*EXERCISE TASK*. Below are entries to be transcribed exactly; exclude the pictures from the copy.

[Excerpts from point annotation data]
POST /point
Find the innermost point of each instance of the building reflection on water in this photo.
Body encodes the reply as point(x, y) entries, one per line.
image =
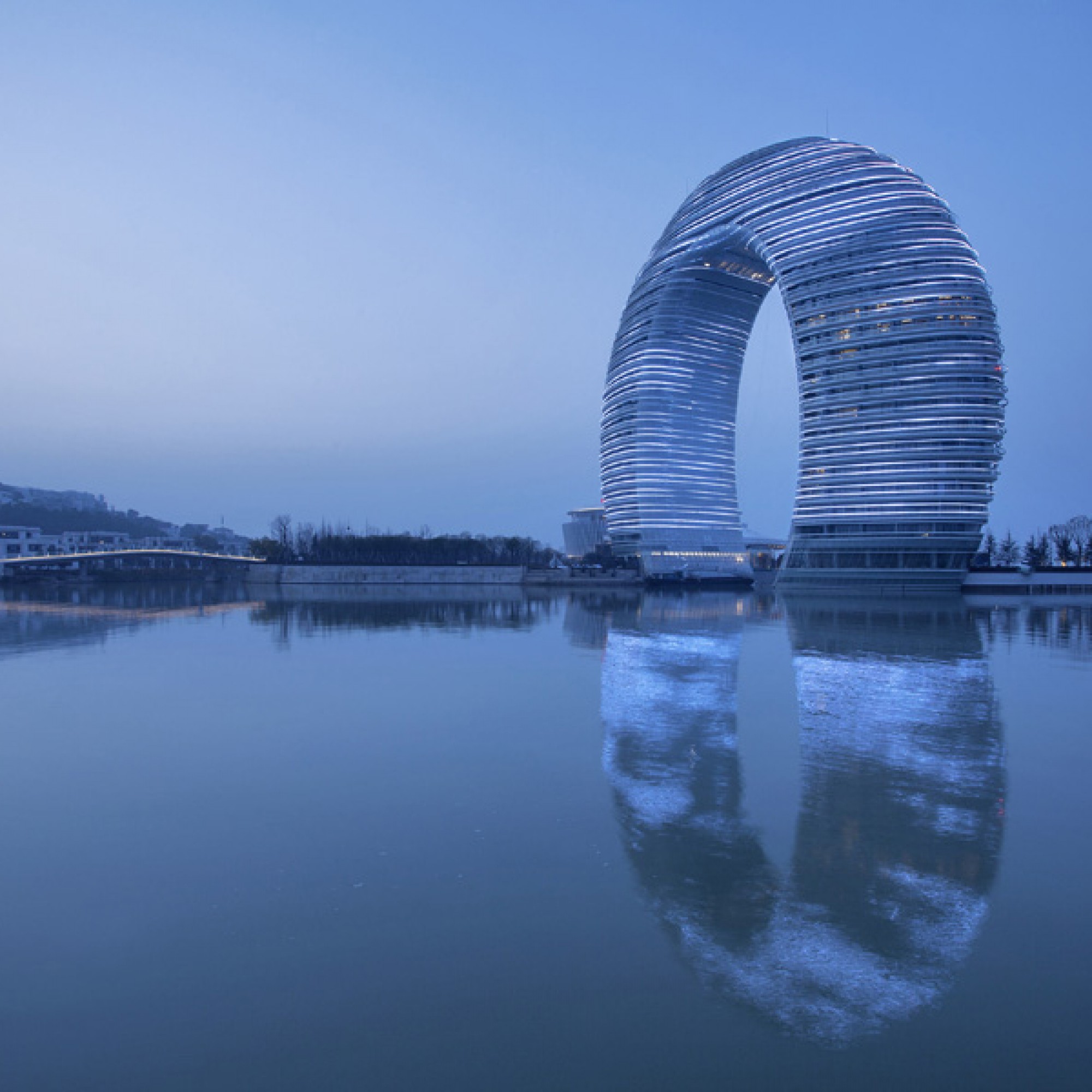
point(900, 824)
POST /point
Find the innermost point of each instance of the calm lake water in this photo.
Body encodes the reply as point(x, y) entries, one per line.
point(489, 841)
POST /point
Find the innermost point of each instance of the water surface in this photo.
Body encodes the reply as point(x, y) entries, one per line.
point(496, 841)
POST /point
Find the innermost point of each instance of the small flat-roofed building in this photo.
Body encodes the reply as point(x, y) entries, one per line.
point(585, 531)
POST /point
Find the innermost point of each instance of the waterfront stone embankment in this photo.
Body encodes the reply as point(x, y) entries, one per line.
point(345, 575)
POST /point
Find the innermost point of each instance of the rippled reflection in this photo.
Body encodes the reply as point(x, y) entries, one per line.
point(900, 823)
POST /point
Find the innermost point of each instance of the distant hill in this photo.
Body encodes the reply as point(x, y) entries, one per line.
point(69, 501)
point(57, 511)
point(53, 521)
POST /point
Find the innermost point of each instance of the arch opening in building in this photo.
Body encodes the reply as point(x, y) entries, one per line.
point(899, 371)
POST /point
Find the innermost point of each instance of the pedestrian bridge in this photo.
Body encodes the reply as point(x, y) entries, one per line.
point(139, 561)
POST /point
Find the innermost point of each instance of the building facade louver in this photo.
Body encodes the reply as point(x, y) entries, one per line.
point(899, 366)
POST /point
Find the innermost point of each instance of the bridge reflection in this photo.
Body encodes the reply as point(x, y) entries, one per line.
point(900, 824)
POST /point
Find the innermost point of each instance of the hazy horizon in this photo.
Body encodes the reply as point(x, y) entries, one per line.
point(365, 264)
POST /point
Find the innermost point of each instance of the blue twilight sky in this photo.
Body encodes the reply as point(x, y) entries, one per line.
point(365, 262)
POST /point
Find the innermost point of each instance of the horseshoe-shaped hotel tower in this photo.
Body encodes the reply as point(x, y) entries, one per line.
point(898, 360)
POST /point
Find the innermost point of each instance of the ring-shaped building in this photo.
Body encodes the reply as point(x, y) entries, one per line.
point(898, 359)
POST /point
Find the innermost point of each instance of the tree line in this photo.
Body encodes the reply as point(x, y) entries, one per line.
point(306, 544)
point(1064, 544)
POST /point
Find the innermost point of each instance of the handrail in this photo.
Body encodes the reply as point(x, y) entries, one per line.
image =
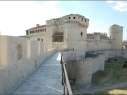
point(65, 79)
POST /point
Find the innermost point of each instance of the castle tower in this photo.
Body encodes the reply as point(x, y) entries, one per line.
point(116, 33)
point(76, 31)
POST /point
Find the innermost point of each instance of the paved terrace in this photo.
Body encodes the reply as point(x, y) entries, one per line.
point(45, 81)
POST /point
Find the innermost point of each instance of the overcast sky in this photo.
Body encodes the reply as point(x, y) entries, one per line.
point(17, 16)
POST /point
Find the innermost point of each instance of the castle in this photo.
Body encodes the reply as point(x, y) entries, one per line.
point(70, 31)
point(67, 34)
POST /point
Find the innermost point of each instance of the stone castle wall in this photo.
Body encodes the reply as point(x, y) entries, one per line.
point(19, 57)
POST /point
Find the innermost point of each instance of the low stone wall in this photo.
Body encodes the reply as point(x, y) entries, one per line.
point(19, 59)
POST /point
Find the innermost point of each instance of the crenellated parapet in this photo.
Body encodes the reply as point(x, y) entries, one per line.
point(70, 19)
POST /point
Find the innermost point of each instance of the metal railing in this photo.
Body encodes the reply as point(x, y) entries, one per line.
point(65, 79)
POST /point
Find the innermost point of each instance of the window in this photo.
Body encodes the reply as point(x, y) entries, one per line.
point(38, 39)
point(82, 19)
point(85, 20)
point(19, 51)
point(81, 34)
point(27, 32)
point(58, 37)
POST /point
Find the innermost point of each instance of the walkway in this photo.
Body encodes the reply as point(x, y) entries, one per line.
point(45, 81)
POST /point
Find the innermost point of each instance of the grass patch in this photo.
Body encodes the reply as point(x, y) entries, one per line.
point(115, 72)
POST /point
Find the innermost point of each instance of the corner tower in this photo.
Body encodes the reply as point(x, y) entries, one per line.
point(76, 30)
point(116, 33)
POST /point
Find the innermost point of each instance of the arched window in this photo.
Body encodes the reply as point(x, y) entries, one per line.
point(81, 34)
point(19, 51)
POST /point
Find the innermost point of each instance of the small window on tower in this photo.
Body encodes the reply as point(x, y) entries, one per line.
point(85, 20)
point(82, 19)
point(81, 34)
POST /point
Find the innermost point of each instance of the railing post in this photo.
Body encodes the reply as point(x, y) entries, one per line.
point(65, 80)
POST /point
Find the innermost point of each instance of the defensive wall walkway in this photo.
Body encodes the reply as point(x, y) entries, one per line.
point(45, 81)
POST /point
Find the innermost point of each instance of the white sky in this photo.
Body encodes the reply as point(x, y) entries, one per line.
point(16, 17)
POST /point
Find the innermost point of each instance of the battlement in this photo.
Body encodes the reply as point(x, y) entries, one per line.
point(70, 19)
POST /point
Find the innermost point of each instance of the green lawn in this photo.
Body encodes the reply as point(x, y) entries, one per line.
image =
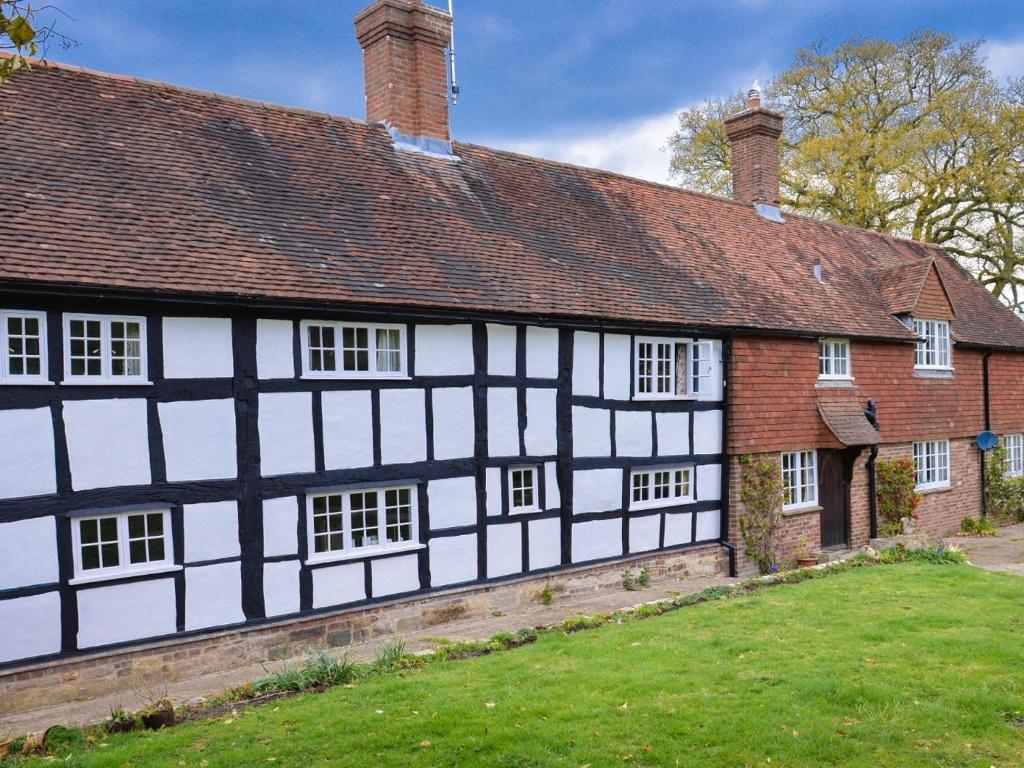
point(893, 666)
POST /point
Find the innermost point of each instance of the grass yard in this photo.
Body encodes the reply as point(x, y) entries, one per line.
point(907, 665)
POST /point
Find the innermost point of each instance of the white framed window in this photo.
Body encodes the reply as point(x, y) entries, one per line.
point(800, 479)
point(834, 358)
point(108, 546)
point(933, 349)
point(352, 350)
point(354, 522)
point(23, 347)
point(104, 349)
point(660, 486)
point(524, 495)
point(931, 464)
point(1014, 444)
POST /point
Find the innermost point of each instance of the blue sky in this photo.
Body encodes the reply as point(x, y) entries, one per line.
point(595, 82)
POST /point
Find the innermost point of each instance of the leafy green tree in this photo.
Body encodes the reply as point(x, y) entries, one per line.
point(914, 137)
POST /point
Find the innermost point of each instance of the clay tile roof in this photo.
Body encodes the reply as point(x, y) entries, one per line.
point(845, 417)
point(119, 183)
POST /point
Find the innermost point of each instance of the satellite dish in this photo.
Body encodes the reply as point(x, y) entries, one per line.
point(987, 440)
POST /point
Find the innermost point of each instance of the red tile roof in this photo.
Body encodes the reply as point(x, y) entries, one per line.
point(120, 183)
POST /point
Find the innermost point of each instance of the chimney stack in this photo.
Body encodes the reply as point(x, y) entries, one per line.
point(406, 71)
point(754, 135)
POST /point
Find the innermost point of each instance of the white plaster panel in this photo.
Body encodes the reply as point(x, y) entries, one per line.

*EXPECTED OUTPUT*.
POST /point
Find the innermost point of each instance of the building reflection on water in this photo.
Body encodes the reply as point(x, y) entries, one per line.
image =
point(900, 824)
POST /point
Find the innermost point of each instance of the calm lake water in this photo.
Body encodes the reply as point(x, y) entries, one per line.
point(489, 841)
POST /point
Find the innermost point of each instance of the water surface in this photo.
Body encodes the reply as point(x, y) entries, one per line.
point(496, 841)
POST /point
Find the innermost point of each instance of the small flat-roofed building in this photo.
Body encodes the reply as point(x, y) entries, one per line.
point(585, 531)
POST /point
Find the innermost point of each instance of the waterfront stone embankment in this photo.
Body encodes the reply as point(x, y) entries, one per line.
point(345, 575)
POST /point
Find the innermost point of each instance of the rippled reflection in this photo.
Body encodes the reply as point(x, y) entries, one per line.
point(900, 823)
POST /point
Find the innermost point of each instance of the distant hill in this photo.
Body encodes the reply as point(x, y) entries, one per line.
point(69, 501)
point(57, 511)
point(53, 521)
POST /point
Find the innermost point of each instance of the arch opening in building in this photo.
Body encodes the reply as point(x, y) entries, one per line.
point(899, 371)
POST /point
Find the innermost point of each instance of the pedestrian bridge in this photo.
Body encodes the reply as point(x, y) entries, one per line.
point(139, 561)
POST /point
Find the innermost point of each instance of the building facade louver in this photo.
Body encodes the reply as point(x, y) entries, one per line.
point(899, 366)
POST /point
Find the innermost point of each instance of the bridge reflection in this photo.
Body encodes the reply as point(x, y) entries, one per line.
point(900, 824)
POST /point
Find the innermost point of each instance of the hazy horizon in this photo.
Body encodes the reply as point(x, y) entries, one per line.
point(365, 264)
POST /point
Find the innermost point of each instance of the blue twilight sky in this photo.
Body encodes the reply as point(x, y) entries, one per line.
point(365, 262)
POST /point
Find the innermost point of each instance of the horseshoe-shaped hotel tower in this photo.
Body encodes the reply as point(x, y) entries, one per line.
point(898, 360)
POST /point
Find the innermost point of each instance of the ring-shaped building in this photo.
Body encodes the reply as point(x, y) entries, one per line.
point(898, 359)
POST /point
Find the innermost point of each instance of the tree line in this photo.
Body encodes the reply as point(x, y) entries, one per line.
point(306, 544)
point(1064, 544)
POST /point
Find the innermost point of each instance of the handrail in this photo.
Body encodes the reply as point(x, y) entries, one per line.
image =
point(65, 79)
POST /point
Find the innermost point of each instance of the castle tower in this photo.
Body encodes the reply as point(x, y) entries, one per line.
point(116, 33)
point(76, 31)
POST /point
Find the innermost point of each instance of the paved terrace in this photo.
Body encodes the reply as point(x, y) entries, one per line.
point(45, 81)
POST /point
Find the innermost point of each instance of the overcast sky in this photo.
Body encodes the reply as point(x, y) entries, one per line.
point(17, 16)
POST /point
Find the innermost point of each instance of the castle in this photo.
Body encodes the reply as point(x, y) entries, one per line.
point(70, 31)
point(67, 34)
POST /point
Find the innermost point of each instance of the stone castle wall in this photo.
Body encodes the reply as point(x, y) entries, one per line.
point(19, 57)
POST /point
Find the innermost point of each instance of the low stone wall in this photo.
Body encodes the reply as point(x, y) entries, one per line.
point(19, 59)
POST /point
Find the innermost point of each instance of the crenellated parapet in this photo.
Body encodes the reply as point(x, y) entries, one per line.
point(70, 19)
POST /point
Find the innermost point of each instance of the metal railing in this photo.
Body encodes the reply as point(x, y) entries, one per line.
point(65, 79)
POST /point
Find the innermost point of each instance of the window in this photo.
Body encodes the reply as point(x, y) entries, one per line.
point(38, 39)
point(82, 19)
point(85, 20)
point(19, 51)
point(81, 34)
point(27, 32)
point(58, 37)
POST /point
Find the innermost point of each instance of the walkway in this photo.
Body encodes the reply as point(x, y) entries, one per line.
point(45, 81)
POST /point
Find the innermost point of each instance of the grass patch in this photo.
Body encodes the reply as point(x, y) entries, one per line.
point(115, 72)
POST /point
Find the innermost point of each instance of the corner tower in this photo.
Body encodes the reply as point(x, y) entries, one per line.
point(76, 30)
point(116, 33)
POST /point
Find the innermost point of each instance of the arched window in this photo.
Body encodes the reply as point(x, y) entries, one per line.
point(81, 34)
point(19, 51)
POST /point
Find the innermost point of each instance of the small window on tower in this photo.
Body encodes the reply as point(x, y) entries, one per line.
point(85, 20)
point(82, 19)
point(81, 34)
POST /point
Find the innermost point of each instance of the railing post in this photo.
Body encodes the reply as point(x, y) entries, one per line.
point(65, 80)
POST /point
Find the innermost point of each instance of the defensive wall walkway in this photo.
Body encodes the reply as point(x, y) entries, one per line.
point(45, 81)
POST /point
Find the innermost point of each instance of the white sky in this photo.
Body encodes the reply as point(x, y) entries, one per line.
point(16, 17)
POST /point
Find the innermost point of each instance of the battlement in this photo.
Body encodes the reply as point(x, y) entries, one per line.
point(70, 19)
POST /point
Find the innermost point of each instance of the green lawn in this photo.
Body encodes the reply as point(x, y) entries, one per line.
image =
point(893, 666)
POST /point
Find the innermost point of each instance of the grass yard in this photo.
Body encodes the reply as point(x, y) entries, one per line.
point(907, 665)
POST /point
Find the innermost point of each instance of the white framed window in this photo.
Body encodes the reply as point(x, y) entries, one per line.
point(800, 479)
point(834, 358)
point(108, 546)
point(933, 349)
point(352, 350)
point(354, 522)
point(23, 347)
point(104, 349)
point(660, 486)
point(524, 495)
point(931, 464)
point(1014, 444)
POST /point
Find the innermost point of each instance of the blue sky in this photo.
Body encodes the reply as point(x, y) entries, one per line.
point(595, 82)
POST /point
Find the innermost point of each instance of the leafy green tree in this photo.
Body encodes the reply as point(x, y) entries, one per line.
point(914, 137)
POST /point
Find the innermost point of each instance of the clay tile roof in this photo.
Body encodes the reply as point(x, y) entries, one per line.
point(845, 417)
point(119, 183)
POST /point
Find the innermost point of each instance of the satellite dish in this photo.
Body encodes the reply as point(x, y) entries, one per line.
point(987, 440)
POST /point
Find the innermost point of each instance of the red tile roof in this photo.
Body encodes the reply as point(x, y) entries, one per line.
point(120, 183)
POST /point
Find the innermost point of each instance of the chimney stack in this photo.
Body encodes the reply as point(x, y) entries, one per line.
point(406, 71)
point(754, 135)
POST /point
Find the innermost point of each instance of the white plaster panel in this photo.
Body encodes the reply as point(x, y) entries, one per line.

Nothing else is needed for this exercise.